[Dataset content — start]
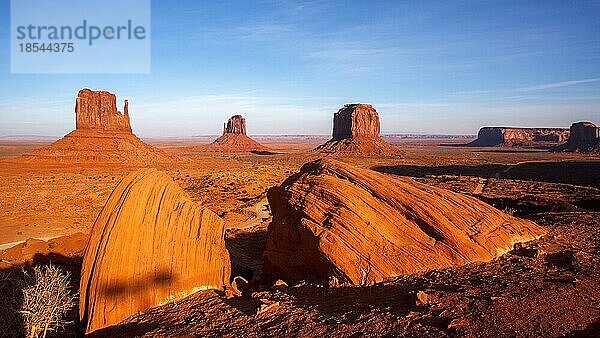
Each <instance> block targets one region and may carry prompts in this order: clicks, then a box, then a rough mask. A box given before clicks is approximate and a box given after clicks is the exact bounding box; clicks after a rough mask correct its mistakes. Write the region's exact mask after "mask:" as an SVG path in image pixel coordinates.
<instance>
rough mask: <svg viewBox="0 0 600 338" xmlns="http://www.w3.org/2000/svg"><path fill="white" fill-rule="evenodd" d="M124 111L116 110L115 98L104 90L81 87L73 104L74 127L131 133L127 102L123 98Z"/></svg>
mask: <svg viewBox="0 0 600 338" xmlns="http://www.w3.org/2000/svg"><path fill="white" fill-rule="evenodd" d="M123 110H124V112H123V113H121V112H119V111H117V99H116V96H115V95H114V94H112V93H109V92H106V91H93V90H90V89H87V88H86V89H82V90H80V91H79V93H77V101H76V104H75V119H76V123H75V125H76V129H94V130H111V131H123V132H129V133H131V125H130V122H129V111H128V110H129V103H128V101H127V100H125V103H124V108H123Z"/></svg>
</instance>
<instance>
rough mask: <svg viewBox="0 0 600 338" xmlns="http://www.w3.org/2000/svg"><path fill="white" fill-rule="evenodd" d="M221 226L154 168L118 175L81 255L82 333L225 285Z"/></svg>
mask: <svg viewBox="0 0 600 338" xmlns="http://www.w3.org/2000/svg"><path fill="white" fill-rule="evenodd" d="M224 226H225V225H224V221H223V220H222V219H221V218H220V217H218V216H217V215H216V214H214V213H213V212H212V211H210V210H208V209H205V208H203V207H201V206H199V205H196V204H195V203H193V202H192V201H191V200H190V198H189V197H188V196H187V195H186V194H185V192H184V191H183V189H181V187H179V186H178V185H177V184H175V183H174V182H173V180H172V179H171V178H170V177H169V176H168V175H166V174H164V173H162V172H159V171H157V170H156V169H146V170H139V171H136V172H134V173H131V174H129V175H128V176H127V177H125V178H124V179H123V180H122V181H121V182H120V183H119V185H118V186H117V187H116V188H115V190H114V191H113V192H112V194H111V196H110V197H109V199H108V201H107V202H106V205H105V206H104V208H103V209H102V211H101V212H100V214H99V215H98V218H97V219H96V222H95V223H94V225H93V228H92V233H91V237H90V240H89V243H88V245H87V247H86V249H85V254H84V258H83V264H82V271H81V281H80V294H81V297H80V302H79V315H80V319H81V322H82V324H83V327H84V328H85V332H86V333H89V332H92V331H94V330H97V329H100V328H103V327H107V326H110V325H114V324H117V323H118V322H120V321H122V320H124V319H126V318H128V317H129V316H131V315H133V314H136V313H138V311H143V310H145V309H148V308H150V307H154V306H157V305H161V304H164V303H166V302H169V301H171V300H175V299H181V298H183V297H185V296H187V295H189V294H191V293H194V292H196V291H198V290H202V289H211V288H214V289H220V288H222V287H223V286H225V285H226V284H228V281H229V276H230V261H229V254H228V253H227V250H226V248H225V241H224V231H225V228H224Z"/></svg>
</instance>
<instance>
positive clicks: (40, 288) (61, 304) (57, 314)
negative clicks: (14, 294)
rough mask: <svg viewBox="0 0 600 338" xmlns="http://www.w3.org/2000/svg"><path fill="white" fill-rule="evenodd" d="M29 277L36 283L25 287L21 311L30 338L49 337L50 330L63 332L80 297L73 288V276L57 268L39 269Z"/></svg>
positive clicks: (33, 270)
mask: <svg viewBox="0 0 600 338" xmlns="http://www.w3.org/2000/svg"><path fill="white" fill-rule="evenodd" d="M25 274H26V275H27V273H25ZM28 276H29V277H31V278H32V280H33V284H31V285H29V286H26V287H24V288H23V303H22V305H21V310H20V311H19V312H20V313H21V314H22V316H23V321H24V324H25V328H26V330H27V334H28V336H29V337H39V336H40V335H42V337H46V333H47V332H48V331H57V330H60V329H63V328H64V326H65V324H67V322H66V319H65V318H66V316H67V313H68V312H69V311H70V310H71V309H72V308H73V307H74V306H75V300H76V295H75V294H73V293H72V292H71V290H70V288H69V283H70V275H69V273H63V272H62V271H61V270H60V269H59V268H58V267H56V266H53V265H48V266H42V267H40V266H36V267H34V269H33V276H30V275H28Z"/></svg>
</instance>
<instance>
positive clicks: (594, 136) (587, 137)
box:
[Dataset content — finish]
Task details ▸ Retype the data above exactly; pictures are not part of the copy.

Reply to the exercise ▸
Each <instance> block targets one region and may carry prompts in this order: clicks, then a box, then a rough mask. A box given before clicks is approximate and a box given after clicks is the exact bounding box; clicks after a rough mask correct its mistakes. Write the region's exact mask after "mask:" as an SVG path in image pixel coordinates.
<instance>
rough mask: <svg viewBox="0 0 600 338" xmlns="http://www.w3.org/2000/svg"><path fill="white" fill-rule="evenodd" d="M124 111L116 110L115 98L104 90L81 87L73 104L74 127L131 133L127 102L123 98Z"/></svg>
mask: <svg viewBox="0 0 600 338" xmlns="http://www.w3.org/2000/svg"><path fill="white" fill-rule="evenodd" d="M123 110H124V112H123V113H121V112H119V111H117V99H116V96H115V95H114V94H112V93H109V92H106V91H93V90H90V89H87V88H86V89H82V90H80V91H79V93H77V101H76V104H75V119H76V123H75V125H76V129H94V130H111V131H123V132H129V133H131V125H130V122H129V111H128V110H129V103H128V101H127V100H125V103H124V108H123Z"/></svg>
</instance>
<instance>
rough mask: <svg viewBox="0 0 600 338" xmlns="http://www.w3.org/2000/svg"><path fill="white" fill-rule="evenodd" d="M221 226L154 168L118 175L81 255L82 333L225 285Z"/></svg>
mask: <svg viewBox="0 0 600 338" xmlns="http://www.w3.org/2000/svg"><path fill="white" fill-rule="evenodd" d="M224 226H225V225H224V221H223V220H222V219H221V218H220V217H218V216H217V215H216V214H214V213H213V212H212V211H210V210H208V209H205V208H203V207H201V206H199V205H196V204H195V203H193V202H192V201H191V200H190V198H189V197H188V196H187V195H186V194H185V192H184V191H183V189H181V187H179V186H178V185H177V184H175V183H174V182H173V180H172V179H171V178H170V177H169V176H168V175H166V174H164V173H162V172H159V171H157V170H156V169H146V170H139V171H136V172H134V173H131V174H129V175H128V176H127V177H125V178H124V179H123V180H122V181H121V182H120V183H119V185H118V186H117V187H116V188H115V190H114V191H113V192H112V194H111V196H110V197H109V199H108V201H107V202H106V205H105V206H104V208H103V209H102V211H101V212H100V214H99V215H98V218H97V219H96V222H95V223H94V225H93V228H92V233H91V237H90V240H89V243H88V245H87V247H86V249H85V254H84V258H83V264H82V271H81V281H80V294H81V297H80V302H79V315H80V319H81V322H82V324H83V327H84V328H85V332H86V333H89V332H92V331H94V330H97V329H100V328H103V327H107V326H110V325H114V324H117V323H118V322H120V321H122V320H124V319H126V318H128V317H129V316H131V315H133V314H136V313H138V311H143V310H145V309H148V308H150V307H154V306H157V305H161V304H164V303H166V302H169V301H171V300H175V299H181V298H183V297H185V296H187V295H189V294H191V293H194V292H196V291H198V290H202V289H211V288H214V289H220V288H222V287H223V286H225V285H226V284H228V281H229V276H230V261H229V254H228V253H227V250H226V248H225V241H224V231H225V228H224Z"/></svg>
</instance>
<instance>
positive clicks: (40, 288) (61, 304) (57, 314)
negative clicks: (14, 294)
rough mask: <svg viewBox="0 0 600 338" xmlns="http://www.w3.org/2000/svg"><path fill="white" fill-rule="evenodd" d="M29 277L36 283L25 287L21 311L30 338L49 337L50 330L63 332L80 297L73 288V276L57 268L39 269Z"/></svg>
positive clicks: (33, 270)
mask: <svg viewBox="0 0 600 338" xmlns="http://www.w3.org/2000/svg"><path fill="white" fill-rule="evenodd" d="M25 274H26V275H27V273H25ZM28 276H29V277H31V278H32V280H33V284H31V285H29V286H26V287H24V288H23V303H22V305H21V310H20V311H19V312H20V313H21V314H22V316H23V321H24V324H25V328H26V330H27V334H28V336H29V337H39V336H40V335H42V337H46V333H47V332H48V331H57V330H60V329H63V328H64V326H65V324H67V322H66V319H65V318H66V316H67V313H68V312H69V311H70V310H71V309H72V308H73V307H74V306H75V300H76V295H75V294H73V293H72V292H71V290H70V288H69V283H70V275H69V273H63V272H62V271H61V270H60V269H59V268H58V267H56V266H53V265H48V266H42V267H40V266H36V267H34V269H33V276H30V275H28Z"/></svg>
</instance>
<instance>
positive clicks: (594, 136) (587, 137)
box:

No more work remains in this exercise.